◆ Supplied text

--- --- ---

Full Stack Frameworks With Django Milestone Project - Code Institute

Wish Machine - Where Dreams Come True!

Wish machine is an issue tracker for the fictional free to play video game Unicorn Attractor. It allows users to submit feature requests and bug reports for the developers to address.

Users can purchase credits for real money, which can be spent on feature requests to guide and help fund the development of the game.

A full breakdown of the UX process can be found here.

• Anonymous users have access to the home page, which shows general stats on Unicorn Attractor and links to popular tickets.
• All users can view approved tickets, and using the ticket list filter and sort them based on type, tags and popularity.
• A roadmap, showing what features have been implemented, and bugs fixed, as well as what's coming soon is available to all users.

• All registered users can submit bug reports and feature requests, and are able to attach a picture to help illustrate them.
• Registered users can comment on tickets, and reply to the comments of other users.
• Users can vote once for bug reports.
• Users can purchase credits for real money, which can be spent on voting as many times as they like for feature requests.

--- --- ---

◆ Exercises
A. Name the ways the Wish Machine overview says users can filter and sort the ticket list.
B. Extend the Wish Machine project overview, picking up right after its last bullet about buying credits.

--- --- ---

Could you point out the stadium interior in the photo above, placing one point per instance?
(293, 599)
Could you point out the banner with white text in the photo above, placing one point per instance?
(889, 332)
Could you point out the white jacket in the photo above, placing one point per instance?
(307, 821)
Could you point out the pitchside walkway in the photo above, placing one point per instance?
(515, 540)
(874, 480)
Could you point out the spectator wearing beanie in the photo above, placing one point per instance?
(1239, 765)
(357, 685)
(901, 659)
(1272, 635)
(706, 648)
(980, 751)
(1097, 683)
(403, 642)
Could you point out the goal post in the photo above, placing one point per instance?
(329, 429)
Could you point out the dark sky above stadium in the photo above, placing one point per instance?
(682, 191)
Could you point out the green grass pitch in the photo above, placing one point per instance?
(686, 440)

--- --- ---

◆ Responses
A. Type, tags, popularity

B.
• Users can request refunds for recent credit purchases, if they are within 90 days, and have yet to spend them.

• A staff or super user with access to the Admin backend can assign permissions to users, or add them to groups to delegate responsibilites. For example Moderators can be given powers to edit and delete the comments of other users, while Producers can be given access to stats about bug reports and feature requests to help them make the right decisions.
• Admin users with the appropriate permissions can edit and delete the tickets and comments of other users.
• Users with the required permissions can approve new bug reports and feature requests, and subsequently mark them as "Doing" and "Done"
• A stats dashboard accessible to users with required permissions shows a breakdown of recent engagement with the site, whichc an be filtered by date.
• The stats dashboard also updates admin users of tickets awaiting approval, and shows the most popular bugs and features.
• A transactions stats page for admins with the required permissions shows sales and refunds, filterable by date.

• Emails for password resets and notifications. Currently the console backend is used for emails.
• A blog for developers to keep users up to date on the latest changes.
• Text search, to find a particular bug or feature.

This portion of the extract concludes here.